■ Article ■
----

Relationship between MCMC and simulation
This little section may sound pedantic, but is not essential for the discussion that follows.

MCMC is a form of simulation, because MCMC generates random numbers and bases the inference on them. However, there are two important differences between MCMC and the simulation that we shall discuss here.
  1. In MCMC we do not simulate from the target distribution directly. Instead, we simulate a Markov Chain that converges to the target distribution. Thus, MCMC performs approximate simulation.
  2. The primary use of MCMC is in Bayesian statistics where we seek to simulate from the posterior distribution of the parameters. Classical simulation on the other hand simulates fresh data.

Simulation using R

Let us see the simulation approach in action for the gambling example before we move on to more serious applications.
values = 1:6 #the possible values
sample(values, 10, replace=T)
This last line asks R to sample 10 numbers from the vector values. The ``replace=T'' allows the same number to occur multiple times. Run the last line repeatedly to see that how the output changes randomly. Now to solve the problem use
money = sample(values, 10000, replace=T)
avg = mean(money)
avg
This mean is indeed pretty close to the theoretical 3.5. But will it always be the case? After all it is random game. So it is a good idea to repeat the above simulation a number of times, say, 100 times. The blue lines below are as before. But these are now enveloped in some extra lines (shown in bold). This is an example of a for loop.

avgList = c() #an empty vector
for(i in 1:100) {
   money = sample(values, 10000, replace=T)

----

■ Set exercise A ■
Reproduce the passage on MCMC and simulation between "Simulation using R" and "sample(values, 10, replace=T)", inclusive.
■ Set exercise B ■
In the passage on MCMC and simulation, what does the ``replace=T'' argument allow?

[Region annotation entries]

----

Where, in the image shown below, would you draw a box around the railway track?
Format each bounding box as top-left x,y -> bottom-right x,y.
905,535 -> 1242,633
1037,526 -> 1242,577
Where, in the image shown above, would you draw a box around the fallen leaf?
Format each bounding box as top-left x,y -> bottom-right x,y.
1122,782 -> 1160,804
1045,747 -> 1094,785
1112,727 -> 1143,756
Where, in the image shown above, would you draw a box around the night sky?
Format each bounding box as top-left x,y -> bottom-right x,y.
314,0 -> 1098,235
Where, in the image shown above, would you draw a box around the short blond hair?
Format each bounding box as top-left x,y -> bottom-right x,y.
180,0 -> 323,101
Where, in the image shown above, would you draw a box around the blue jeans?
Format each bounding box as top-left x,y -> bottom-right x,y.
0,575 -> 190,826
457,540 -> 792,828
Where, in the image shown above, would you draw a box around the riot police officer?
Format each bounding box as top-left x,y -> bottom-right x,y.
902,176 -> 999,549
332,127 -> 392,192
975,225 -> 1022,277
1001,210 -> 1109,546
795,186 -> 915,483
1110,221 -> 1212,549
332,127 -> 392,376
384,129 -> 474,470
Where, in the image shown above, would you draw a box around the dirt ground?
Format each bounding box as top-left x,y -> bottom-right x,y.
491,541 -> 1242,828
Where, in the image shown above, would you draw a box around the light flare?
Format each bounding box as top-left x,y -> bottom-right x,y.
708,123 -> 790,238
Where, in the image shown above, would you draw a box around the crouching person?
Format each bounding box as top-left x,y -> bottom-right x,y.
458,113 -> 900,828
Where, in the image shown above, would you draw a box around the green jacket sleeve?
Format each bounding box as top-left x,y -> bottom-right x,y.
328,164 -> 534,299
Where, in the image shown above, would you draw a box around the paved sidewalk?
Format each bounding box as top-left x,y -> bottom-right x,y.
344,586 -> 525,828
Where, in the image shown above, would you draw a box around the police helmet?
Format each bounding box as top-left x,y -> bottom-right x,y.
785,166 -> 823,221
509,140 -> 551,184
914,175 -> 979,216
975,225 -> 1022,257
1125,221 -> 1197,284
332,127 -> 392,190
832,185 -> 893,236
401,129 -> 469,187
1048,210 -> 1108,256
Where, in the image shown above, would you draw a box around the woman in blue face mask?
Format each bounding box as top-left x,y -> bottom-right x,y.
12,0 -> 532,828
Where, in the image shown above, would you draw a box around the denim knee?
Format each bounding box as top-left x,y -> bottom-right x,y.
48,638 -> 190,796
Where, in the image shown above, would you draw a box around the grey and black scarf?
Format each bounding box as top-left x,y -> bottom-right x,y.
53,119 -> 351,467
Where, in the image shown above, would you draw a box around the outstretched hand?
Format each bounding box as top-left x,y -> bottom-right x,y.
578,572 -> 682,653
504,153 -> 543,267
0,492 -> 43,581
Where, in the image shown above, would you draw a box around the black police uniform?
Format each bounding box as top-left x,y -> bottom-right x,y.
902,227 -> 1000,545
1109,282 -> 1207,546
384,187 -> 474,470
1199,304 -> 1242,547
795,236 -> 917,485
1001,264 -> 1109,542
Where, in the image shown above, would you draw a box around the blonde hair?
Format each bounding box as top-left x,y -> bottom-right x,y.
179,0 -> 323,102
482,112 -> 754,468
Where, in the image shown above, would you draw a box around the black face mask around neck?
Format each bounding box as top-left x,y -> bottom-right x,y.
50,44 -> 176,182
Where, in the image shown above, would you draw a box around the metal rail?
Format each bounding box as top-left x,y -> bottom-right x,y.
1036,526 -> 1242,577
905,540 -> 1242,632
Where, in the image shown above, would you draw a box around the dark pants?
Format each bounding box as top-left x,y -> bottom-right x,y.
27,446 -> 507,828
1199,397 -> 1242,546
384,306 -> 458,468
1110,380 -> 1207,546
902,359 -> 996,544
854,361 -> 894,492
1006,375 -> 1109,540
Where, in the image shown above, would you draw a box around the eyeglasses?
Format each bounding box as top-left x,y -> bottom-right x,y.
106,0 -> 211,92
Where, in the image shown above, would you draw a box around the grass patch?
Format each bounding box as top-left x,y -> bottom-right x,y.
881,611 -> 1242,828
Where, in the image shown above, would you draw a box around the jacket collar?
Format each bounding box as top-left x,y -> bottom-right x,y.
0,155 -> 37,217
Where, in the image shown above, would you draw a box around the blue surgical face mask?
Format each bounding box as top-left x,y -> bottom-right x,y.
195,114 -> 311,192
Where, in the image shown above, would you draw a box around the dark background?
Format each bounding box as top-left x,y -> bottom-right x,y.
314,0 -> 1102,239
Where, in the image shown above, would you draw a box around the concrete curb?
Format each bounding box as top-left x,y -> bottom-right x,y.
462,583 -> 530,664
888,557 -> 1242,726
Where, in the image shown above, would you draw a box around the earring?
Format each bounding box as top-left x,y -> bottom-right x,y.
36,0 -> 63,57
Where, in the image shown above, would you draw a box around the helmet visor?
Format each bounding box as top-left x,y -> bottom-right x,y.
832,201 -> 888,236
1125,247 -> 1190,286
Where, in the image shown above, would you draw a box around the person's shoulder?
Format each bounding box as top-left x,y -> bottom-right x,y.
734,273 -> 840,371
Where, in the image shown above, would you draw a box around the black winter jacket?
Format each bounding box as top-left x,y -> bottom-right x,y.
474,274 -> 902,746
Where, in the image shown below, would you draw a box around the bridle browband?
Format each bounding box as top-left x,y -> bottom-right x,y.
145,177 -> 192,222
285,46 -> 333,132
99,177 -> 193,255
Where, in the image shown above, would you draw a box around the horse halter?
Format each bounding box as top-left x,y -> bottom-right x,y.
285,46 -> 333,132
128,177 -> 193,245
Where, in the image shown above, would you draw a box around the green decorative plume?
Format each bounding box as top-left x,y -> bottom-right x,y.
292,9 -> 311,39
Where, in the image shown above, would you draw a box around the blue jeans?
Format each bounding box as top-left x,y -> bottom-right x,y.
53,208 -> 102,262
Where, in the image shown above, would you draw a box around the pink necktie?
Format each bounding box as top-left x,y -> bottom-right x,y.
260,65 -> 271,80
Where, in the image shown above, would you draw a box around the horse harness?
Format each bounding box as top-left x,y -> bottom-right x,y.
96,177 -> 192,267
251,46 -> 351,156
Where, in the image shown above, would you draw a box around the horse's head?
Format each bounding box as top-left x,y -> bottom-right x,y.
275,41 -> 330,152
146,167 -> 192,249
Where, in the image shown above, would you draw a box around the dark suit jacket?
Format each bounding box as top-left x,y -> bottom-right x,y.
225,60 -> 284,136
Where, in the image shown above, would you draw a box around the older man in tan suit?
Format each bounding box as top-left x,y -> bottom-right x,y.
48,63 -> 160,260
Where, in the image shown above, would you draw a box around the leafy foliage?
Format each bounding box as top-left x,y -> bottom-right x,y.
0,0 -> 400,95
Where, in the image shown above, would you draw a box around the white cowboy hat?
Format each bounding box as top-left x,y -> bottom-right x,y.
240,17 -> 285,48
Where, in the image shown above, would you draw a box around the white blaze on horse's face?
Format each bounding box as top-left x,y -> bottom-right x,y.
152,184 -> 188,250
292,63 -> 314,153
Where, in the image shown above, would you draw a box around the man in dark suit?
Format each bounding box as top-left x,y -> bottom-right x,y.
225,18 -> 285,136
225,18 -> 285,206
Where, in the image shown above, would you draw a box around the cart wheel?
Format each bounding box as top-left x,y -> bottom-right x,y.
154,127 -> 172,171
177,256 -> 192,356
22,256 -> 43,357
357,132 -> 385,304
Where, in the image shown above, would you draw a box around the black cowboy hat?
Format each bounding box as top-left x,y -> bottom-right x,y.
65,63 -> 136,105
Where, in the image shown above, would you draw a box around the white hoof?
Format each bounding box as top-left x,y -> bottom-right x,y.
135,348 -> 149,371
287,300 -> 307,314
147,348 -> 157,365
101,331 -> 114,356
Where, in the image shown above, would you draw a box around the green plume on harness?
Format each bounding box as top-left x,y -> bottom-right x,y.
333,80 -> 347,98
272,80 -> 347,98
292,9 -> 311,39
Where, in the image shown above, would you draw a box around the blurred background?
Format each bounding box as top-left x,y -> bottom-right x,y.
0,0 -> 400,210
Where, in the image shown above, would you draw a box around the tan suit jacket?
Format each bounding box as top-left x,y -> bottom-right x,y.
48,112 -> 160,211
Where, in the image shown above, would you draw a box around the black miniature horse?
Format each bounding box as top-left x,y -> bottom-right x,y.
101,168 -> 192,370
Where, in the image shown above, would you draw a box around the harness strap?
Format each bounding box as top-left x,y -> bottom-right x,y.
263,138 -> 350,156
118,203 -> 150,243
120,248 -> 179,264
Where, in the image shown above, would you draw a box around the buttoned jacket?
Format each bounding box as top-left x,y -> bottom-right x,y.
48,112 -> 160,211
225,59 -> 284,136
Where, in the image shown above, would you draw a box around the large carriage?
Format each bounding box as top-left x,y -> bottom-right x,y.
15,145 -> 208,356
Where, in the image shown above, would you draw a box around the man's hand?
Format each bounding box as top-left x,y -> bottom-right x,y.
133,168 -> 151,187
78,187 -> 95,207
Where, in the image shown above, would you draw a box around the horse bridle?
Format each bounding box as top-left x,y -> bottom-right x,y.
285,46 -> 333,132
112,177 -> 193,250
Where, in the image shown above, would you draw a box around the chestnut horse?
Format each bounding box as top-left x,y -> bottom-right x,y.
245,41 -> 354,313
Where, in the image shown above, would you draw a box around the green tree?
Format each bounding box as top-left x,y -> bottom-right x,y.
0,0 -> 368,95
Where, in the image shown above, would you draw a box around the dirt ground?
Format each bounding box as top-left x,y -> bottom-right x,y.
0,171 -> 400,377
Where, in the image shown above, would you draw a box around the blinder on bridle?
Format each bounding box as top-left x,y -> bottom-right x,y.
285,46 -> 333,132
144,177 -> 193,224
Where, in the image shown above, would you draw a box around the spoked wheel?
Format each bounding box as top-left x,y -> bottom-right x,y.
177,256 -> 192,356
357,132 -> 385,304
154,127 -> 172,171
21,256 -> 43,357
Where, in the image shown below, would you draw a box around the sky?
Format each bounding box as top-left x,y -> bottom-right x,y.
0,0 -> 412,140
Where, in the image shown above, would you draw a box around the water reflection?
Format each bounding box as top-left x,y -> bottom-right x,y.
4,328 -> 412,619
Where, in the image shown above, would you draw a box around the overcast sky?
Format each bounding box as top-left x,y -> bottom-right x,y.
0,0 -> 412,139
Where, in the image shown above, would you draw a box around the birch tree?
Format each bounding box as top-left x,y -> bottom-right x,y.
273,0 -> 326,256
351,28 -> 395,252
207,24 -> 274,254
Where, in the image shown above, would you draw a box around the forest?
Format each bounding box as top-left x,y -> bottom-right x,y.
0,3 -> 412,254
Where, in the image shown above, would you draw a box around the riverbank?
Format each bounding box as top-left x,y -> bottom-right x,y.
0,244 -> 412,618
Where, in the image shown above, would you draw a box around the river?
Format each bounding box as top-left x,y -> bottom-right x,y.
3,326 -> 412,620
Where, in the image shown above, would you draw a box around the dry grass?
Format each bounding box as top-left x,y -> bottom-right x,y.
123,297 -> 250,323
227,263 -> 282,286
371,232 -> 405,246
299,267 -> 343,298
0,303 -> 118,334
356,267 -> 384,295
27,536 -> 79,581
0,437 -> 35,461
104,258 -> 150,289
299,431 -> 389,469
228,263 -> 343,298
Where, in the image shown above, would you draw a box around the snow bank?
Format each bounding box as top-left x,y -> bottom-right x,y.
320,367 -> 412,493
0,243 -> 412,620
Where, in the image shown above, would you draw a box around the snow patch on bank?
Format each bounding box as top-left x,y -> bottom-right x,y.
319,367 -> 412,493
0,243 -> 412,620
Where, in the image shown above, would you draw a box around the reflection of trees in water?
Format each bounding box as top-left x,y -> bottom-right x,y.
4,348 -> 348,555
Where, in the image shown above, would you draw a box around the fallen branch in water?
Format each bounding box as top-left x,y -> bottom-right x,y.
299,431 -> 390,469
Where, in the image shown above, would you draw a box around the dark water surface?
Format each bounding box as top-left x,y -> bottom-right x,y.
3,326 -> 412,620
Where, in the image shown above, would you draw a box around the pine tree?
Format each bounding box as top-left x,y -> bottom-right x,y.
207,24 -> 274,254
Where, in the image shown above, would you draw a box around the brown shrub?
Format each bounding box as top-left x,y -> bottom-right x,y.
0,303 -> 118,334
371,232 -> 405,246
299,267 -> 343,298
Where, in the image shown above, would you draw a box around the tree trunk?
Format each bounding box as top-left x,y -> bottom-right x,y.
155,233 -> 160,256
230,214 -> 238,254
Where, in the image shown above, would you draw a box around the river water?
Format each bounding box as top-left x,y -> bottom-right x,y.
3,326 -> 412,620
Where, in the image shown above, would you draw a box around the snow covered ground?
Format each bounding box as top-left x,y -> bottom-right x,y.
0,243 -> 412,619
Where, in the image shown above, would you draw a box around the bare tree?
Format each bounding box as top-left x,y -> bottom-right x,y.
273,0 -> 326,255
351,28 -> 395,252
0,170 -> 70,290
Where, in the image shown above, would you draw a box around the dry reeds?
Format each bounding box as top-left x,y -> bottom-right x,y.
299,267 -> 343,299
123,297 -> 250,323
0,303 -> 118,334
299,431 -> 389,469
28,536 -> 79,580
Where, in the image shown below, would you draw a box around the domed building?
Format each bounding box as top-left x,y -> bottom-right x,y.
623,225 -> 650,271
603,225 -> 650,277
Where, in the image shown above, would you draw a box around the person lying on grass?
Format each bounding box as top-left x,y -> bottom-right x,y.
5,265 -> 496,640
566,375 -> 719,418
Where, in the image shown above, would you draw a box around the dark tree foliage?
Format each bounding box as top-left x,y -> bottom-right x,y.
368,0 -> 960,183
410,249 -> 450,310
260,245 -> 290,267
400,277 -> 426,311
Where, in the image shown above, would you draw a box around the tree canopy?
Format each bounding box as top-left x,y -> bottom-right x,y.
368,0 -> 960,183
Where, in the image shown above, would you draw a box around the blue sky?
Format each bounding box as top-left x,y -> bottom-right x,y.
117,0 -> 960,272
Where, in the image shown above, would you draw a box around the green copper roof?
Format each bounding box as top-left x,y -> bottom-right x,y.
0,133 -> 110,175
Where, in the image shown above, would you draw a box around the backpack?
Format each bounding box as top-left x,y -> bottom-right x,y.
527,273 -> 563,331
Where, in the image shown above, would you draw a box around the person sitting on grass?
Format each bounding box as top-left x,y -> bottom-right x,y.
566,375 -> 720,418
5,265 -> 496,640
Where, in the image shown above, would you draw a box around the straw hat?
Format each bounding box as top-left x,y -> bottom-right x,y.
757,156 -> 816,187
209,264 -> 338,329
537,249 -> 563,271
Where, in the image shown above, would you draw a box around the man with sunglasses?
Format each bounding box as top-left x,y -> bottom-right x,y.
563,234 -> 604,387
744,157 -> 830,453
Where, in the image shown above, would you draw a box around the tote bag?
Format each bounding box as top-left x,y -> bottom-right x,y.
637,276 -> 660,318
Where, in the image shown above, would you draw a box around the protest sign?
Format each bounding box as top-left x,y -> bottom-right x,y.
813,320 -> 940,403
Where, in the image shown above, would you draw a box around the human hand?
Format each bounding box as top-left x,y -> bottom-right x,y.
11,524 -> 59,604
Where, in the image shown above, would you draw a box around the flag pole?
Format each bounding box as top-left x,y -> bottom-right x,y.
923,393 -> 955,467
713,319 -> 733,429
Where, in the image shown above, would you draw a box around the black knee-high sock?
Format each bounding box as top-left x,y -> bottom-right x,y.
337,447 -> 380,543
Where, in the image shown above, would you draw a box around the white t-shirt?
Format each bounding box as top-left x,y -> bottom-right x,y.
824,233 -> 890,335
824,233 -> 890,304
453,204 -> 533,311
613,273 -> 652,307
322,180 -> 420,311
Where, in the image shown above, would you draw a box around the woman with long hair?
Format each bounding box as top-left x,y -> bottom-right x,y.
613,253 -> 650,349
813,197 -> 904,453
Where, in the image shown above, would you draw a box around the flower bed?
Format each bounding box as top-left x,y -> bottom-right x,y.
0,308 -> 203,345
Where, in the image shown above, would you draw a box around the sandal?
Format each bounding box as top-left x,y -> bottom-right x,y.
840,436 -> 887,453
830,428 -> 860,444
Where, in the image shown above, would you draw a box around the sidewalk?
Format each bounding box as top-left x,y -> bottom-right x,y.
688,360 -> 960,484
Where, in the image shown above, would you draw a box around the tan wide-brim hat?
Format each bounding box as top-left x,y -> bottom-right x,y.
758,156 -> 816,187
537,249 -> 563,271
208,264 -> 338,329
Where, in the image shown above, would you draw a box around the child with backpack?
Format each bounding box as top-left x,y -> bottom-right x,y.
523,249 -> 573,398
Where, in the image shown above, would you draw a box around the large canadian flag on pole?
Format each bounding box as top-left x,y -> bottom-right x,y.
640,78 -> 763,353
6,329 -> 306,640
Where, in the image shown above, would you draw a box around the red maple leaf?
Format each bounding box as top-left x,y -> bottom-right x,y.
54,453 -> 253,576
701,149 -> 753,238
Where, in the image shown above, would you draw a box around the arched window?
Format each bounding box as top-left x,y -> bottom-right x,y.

----

■ Exercise solution A ■
Simulation using R

Let us see the simulation approach in action for the gambling example before we move on to more serious applications.
values = 1:6 #the possible values
sample(values, 10, replace=T)

■ Exercise solution B ■
It allows the same number to occur multiple times.